§ **本文**:
_ _ _ _

説明

インタラクティブボード用の透過型スクリーン、インタラクティブボード、インタラクティブボードシステム

【課題】コントラストの高い映像を表示可能なインタラクティブボード用の透過型スクリーン、これを備えるインタラクティブボード、インタラクティブボードシステムを提供する。
【解決手段】インタラクティブボード50用のスクリーン10は、単位プリズム111が入射側の面に複数配列されたプリズム層11と、プリズム層11よりも出射側に設けられ、スクリーン10の平面性を維持する剛性を有する基板層13と、プリズム層11よりも出射側に設けられ、光を拡散する作用を有する光拡散層12と、光拡散層12よりも出射側に設けられ、光を吸収する暗色系の染料又は顔料を含む着色層である接合層15bとを備え、スクリーン10を構成する各層が空気及び隣接する層となす界面の総数をNとするとき、着色層である接合層15bは、その出射側の面15b−1がスクリーン10の厚み方向において出射側から数えてN/2番目以下となる位置に設けられるものとした。

【発明の詳細な説明】
【技術分野】
【0001】
本発明は、インタラクティブボード用の透過型スクリーン、インタラクティブボード、インタラクティブボードシステムに関するものである。
【背景技術】
【0002】
近年、会議や授業等の場面において、ボード上に描いた文字や図形を、そのままパーソナルコンピュータに入力したり、パーソナルコンピュータの画像情報をボード上に投影し、手書きされたボード上の文字や画像をパーソナルコンピュータ上に表示したりできるインタラクティブボードと呼ばれる電子黒板の利用が広まってきている(例えば、特許文献1参照)。
この特許文献1に示すインタラクティブボードでは、パーソナルコンピュータからの画像を、ボードの前面側、即ち、観察者側から投射している。そのため、ボードに手書きで文字等の情報を書き加える際に、投影画像が遮られるという問題や、ボードの前面に投影機を設置するための場所が必要となるという問題がある。
【0003】
そこで、特許文献2に示すような、背面から投射された映像を表示可能な透過型スクリーンをボードとして用い、パーソナルコンピュータ等の表示部の画像を、光源装置を用いてボード(透過型スクリーン)の背面側から投射して表示するインタラクティブボード等も開発が進められている。また、特許文献3に示すように、透過型スクリーンを用いた対話型のリアプロジェクションテレビの開発も進められている。

_ _ _ _

§ **記録抜粋**:
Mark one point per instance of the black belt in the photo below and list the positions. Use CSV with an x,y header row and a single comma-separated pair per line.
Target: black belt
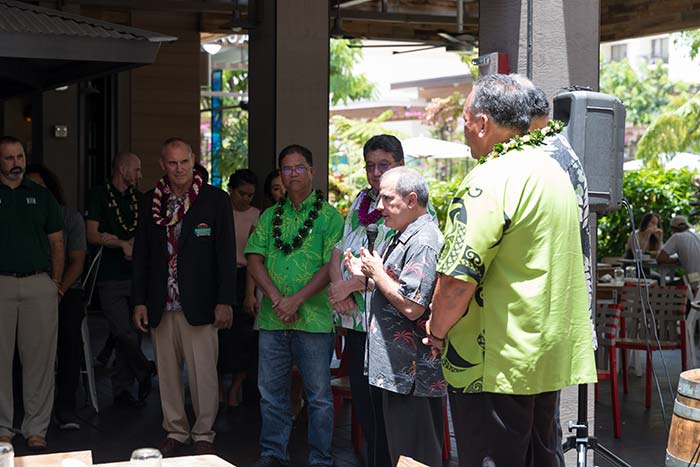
x,y
20,275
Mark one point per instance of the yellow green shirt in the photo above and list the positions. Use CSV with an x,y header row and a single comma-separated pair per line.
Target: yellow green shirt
x,y
513,230
290,272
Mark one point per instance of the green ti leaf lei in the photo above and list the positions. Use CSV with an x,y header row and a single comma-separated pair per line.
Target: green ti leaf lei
x,y
303,231
133,206
532,138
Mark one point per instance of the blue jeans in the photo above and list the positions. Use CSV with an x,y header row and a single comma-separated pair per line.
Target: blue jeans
x,y
312,353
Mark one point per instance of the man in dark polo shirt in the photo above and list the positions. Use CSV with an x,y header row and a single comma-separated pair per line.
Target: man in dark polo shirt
x,y
112,220
31,244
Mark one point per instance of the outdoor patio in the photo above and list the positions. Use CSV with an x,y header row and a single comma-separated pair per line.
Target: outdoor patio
x,y
115,432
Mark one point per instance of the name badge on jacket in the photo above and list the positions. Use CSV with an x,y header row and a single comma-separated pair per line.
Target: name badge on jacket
x,y
202,230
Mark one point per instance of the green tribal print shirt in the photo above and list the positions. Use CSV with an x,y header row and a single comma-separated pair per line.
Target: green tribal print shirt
x,y
513,230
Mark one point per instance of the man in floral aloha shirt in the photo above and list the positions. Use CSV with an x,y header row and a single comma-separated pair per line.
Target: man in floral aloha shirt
x,y
399,364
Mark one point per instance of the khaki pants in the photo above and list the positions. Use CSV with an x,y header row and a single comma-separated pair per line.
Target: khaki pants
x,y
29,317
177,342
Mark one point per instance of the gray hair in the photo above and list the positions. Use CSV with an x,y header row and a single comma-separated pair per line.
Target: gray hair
x,y
176,141
122,159
504,99
408,181
539,105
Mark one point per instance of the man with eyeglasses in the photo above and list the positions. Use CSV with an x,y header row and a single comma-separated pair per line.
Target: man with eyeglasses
x,y
288,255
381,153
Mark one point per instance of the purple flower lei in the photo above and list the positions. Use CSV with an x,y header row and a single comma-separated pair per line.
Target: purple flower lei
x,y
366,218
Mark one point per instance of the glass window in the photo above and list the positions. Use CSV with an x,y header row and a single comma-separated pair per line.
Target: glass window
x,y
659,49
618,52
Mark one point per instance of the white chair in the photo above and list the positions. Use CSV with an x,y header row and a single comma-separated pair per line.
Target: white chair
x,y
692,322
89,287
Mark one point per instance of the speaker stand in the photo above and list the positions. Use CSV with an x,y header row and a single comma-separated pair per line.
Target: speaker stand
x,y
581,441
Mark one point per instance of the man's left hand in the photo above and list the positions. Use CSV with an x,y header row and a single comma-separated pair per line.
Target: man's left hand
x,y
223,316
287,309
436,344
371,263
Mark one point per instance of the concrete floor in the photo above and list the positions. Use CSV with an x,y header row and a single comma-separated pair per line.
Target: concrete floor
x,y
113,433
644,432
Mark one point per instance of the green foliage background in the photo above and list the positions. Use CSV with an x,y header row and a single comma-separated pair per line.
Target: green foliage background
x,y
646,93
665,192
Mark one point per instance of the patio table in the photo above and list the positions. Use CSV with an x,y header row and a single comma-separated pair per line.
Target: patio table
x,y
55,459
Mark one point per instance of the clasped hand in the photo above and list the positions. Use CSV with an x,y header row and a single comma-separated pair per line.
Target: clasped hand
x,y
368,265
286,309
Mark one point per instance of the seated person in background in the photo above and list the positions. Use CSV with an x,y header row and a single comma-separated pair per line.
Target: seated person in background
x,y
684,243
650,235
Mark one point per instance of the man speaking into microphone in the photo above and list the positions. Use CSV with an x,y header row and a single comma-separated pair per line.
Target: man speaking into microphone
x,y
403,276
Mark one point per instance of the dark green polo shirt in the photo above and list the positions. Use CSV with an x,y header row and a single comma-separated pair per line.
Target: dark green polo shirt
x,y
113,266
28,214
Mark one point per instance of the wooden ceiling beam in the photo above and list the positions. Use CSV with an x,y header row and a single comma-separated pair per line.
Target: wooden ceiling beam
x,y
625,19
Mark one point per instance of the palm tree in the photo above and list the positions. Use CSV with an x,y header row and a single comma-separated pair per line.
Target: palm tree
x,y
671,132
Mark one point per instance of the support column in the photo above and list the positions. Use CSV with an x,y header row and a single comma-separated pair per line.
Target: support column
x,y
564,39
560,48
288,85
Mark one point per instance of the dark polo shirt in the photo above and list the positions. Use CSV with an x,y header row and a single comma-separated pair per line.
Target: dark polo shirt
x,y
28,214
113,266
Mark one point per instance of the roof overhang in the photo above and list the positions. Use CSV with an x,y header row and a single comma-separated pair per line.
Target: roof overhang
x,y
42,49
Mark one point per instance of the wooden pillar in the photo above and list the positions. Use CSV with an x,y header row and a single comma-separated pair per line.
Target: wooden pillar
x,y
288,87
561,47
556,44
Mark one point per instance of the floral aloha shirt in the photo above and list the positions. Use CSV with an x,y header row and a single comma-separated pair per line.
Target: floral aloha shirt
x,y
398,361
355,237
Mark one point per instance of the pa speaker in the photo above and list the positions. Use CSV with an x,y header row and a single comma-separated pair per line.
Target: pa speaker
x,y
595,127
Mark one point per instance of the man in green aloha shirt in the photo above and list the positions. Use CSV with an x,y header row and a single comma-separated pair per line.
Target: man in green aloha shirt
x,y
513,261
288,255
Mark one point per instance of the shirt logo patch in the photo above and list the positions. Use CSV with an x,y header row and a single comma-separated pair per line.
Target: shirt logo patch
x,y
202,230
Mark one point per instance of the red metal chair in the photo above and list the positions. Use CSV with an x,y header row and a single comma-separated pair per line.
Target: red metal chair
x,y
340,385
668,304
607,327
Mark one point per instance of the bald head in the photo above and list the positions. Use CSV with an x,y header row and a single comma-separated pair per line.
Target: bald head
x,y
126,170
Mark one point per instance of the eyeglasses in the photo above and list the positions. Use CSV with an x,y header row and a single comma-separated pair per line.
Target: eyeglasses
x,y
382,166
299,170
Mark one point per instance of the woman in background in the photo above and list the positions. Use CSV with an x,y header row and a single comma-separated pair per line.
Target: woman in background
x,y
71,308
650,236
273,189
238,346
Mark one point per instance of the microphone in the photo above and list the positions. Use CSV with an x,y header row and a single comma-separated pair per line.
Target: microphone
x,y
372,231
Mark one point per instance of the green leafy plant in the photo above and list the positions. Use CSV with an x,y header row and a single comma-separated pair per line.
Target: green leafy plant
x,y
645,92
441,194
665,192
347,138
672,132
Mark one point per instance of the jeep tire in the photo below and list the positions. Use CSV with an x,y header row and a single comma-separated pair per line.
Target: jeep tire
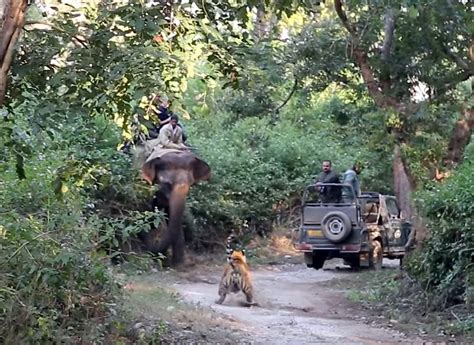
x,y
336,226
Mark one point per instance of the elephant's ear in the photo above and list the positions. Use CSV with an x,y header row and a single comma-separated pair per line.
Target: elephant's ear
x,y
148,172
201,170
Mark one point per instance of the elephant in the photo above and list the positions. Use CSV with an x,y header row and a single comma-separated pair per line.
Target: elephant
x,y
175,172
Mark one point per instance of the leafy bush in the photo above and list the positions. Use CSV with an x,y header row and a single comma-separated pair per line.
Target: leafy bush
x,y
259,170
444,265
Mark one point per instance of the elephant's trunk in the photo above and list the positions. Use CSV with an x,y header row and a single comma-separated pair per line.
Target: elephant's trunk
x,y
174,234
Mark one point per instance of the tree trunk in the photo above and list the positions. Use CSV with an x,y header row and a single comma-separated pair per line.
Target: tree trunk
x,y
13,18
403,184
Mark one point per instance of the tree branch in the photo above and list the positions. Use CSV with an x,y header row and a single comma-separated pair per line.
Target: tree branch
x,y
360,56
295,85
389,29
35,24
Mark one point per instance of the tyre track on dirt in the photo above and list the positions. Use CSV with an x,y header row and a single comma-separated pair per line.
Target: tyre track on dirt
x,y
293,308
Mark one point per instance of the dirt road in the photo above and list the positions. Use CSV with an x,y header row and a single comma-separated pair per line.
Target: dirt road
x,y
296,305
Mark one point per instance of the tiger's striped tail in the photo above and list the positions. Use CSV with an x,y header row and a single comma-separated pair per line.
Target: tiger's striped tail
x,y
228,247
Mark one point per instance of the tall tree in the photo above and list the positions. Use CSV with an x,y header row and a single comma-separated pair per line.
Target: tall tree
x,y
13,19
400,47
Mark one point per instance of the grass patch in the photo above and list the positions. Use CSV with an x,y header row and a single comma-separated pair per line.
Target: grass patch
x,y
390,298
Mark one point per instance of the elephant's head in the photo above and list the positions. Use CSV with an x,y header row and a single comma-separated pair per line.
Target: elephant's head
x,y
176,168
175,172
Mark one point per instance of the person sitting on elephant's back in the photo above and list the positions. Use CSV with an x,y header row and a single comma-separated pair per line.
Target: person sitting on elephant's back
x,y
171,135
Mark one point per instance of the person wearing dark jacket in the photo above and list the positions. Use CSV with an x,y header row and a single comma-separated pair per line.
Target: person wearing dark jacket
x,y
329,194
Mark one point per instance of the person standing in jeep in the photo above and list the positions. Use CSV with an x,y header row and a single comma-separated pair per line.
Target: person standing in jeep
x,y
351,178
329,194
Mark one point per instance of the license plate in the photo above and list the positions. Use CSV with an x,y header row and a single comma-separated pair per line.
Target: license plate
x,y
315,233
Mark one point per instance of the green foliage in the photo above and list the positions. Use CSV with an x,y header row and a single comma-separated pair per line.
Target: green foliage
x,y
260,170
444,265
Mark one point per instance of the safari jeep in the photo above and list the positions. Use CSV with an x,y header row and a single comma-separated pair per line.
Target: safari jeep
x,y
361,230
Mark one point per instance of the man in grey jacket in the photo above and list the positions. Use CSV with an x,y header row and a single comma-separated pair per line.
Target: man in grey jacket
x,y
351,178
329,194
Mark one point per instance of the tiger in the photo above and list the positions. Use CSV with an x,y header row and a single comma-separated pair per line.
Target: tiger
x,y
236,275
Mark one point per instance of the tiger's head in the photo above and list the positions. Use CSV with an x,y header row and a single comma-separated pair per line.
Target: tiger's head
x,y
238,256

_ _ _ _

§ **問題 A**: 本文の【解決手段】で、スクリーン10を構成するものとして挙げられている層を、符号付きですべて列挙すること。
§ **問題 B**: 記録から、文字列「overhang」を含む行をすべて選び出すこと。

§ **出力 A**:
プリズム層11
基板層13
光拡散層12
接合層15b

§ **出力 B**:
Mark one point per instance of the roof overhang in the photo above and list the positions. Use CSV with an x,y header row and a single comma-separated pair per line.
Target: roof overhang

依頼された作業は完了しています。